**Instruction:**
Write out every one of the records below line for line, changing nothing.

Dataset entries
──────────
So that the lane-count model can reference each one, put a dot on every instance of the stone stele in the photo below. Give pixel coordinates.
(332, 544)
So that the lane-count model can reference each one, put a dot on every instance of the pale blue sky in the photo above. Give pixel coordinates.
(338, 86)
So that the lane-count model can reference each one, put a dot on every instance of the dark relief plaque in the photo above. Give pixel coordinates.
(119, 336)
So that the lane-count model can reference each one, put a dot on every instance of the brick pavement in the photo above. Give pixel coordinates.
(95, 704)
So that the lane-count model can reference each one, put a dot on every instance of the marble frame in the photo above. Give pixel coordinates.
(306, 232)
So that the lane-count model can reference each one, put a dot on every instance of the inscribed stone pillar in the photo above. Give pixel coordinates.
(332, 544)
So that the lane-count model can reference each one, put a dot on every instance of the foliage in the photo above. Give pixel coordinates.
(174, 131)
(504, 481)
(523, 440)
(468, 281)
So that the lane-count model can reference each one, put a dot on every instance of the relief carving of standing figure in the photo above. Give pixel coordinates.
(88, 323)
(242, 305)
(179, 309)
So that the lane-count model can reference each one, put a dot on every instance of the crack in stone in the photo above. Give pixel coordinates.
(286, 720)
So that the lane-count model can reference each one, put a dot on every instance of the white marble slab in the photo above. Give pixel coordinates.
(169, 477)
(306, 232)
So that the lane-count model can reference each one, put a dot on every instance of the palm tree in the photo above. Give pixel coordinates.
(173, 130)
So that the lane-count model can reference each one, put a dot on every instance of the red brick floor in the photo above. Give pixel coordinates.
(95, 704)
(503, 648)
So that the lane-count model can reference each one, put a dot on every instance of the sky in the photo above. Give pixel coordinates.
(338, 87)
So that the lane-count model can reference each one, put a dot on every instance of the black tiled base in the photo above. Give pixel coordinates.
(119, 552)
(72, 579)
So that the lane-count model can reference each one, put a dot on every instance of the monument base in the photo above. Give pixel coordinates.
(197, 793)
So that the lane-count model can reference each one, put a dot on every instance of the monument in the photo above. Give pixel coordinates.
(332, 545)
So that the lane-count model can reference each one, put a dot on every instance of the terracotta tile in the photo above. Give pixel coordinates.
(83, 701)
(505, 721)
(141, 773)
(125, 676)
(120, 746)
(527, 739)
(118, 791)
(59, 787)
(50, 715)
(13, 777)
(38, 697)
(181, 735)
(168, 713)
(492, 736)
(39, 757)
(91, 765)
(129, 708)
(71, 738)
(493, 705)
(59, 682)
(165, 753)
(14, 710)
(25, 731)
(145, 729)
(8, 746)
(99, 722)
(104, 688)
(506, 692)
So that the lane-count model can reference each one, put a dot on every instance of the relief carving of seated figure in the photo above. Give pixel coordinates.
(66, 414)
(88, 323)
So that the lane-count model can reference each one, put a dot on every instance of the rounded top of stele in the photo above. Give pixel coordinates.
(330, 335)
──────────
**Task result:**
So that the lane-count model can reference each one, put a dot on every instance of the stone stele in the photo below. Give pixel coordinates.
(332, 544)
So that the lane-count model can reference each one, put a dot on every instance of the pale blue sky in the photo above. Give pixel coordinates.
(338, 86)
So that the lane-count model can reference each one, put a dot on every instance of the dark relief plaque in the photo above. Give pixel coordinates.
(119, 336)
So that the lane-count model can reference each one, put a dot on every instance of the brick pavement in the photo above. Give pixel coordinates.
(95, 704)
So that the lane-count model can reference each one, put a dot on every instance of the marble frame in the photo above. Give pixel coordinates.
(306, 232)
So that the lane-count model can reference each one, put a dot on every instance of the inscribed stone pillar in the photo above. Give pixel coordinates.
(332, 544)
So that the lane-count model can reference each one, put a dot on every instance of the foliage in the photo above. Give pixel coordinates.
(174, 131)
(504, 481)
(523, 440)
(468, 281)
So that the lane-count model can reference each one, put a dot on every instance of the relief carving of standing figure in the photo above. Give pixel coordinates.
(88, 323)
(242, 305)
(179, 309)
So that the lane-count model can reference each one, put a dot on every instance of the crack in stone in the photo above. Give pixel coordinates.
(286, 720)
So that the lane-count model can reference each one, put a dot on every instance of the white marble slab in the photo above. Give pixel coordinates.
(169, 477)
(306, 232)
So that the lane-count model can reference each one, put a dot on every instance of the palm tree in the photo above. Give pixel coordinates.
(173, 130)
So that the lane-count model can reference each one, put a dot on every instance of the red brick floor in the photo above. Give pixel coordinates.
(95, 704)
(503, 648)
So that the lane-count model can reference each one, put a dot on every instance of the sky in the photo above. Give pixel coordinates.
(338, 87)
So that the lane-count model can reference each one, put a dot on every instance of the black tiled base in the photo above. Give pixel coordinates.
(119, 552)
(72, 579)
So that the lane-count model can reference each one, put a dot on every instance of the monument base in the photo above. Give pixel coordinates.
(197, 793)
So that the lane-count model can reference each one, put a dot on every instance of the monument in the photo above. Give pixel coordinates.
(332, 545)
So that the lane-count model can reference each one, put a dot on every instance of the terracotta tile in the photo above. Give pixel coordinates.
(83, 701)
(505, 721)
(141, 773)
(125, 676)
(120, 746)
(527, 739)
(118, 791)
(59, 787)
(50, 715)
(13, 777)
(38, 697)
(181, 735)
(168, 713)
(492, 736)
(39, 757)
(91, 765)
(129, 708)
(71, 738)
(493, 705)
(59, 682)
(165, 753)
(14, 710)
(25, 731)
(145, 729)
(8, 746)
(99, 722)
(104, 688)
(506, 692)
So that the lane-count model can reference each one, put a dot on every instance of the relief carving of seated figure in the photo above. Give pixel coordinates.
(66, 414)
(88, 323)
So that the lane-count model can reference each one, put a dot on every instance of the rounded top of stele in the photo above. Give pixel coordinates.
(330, 335)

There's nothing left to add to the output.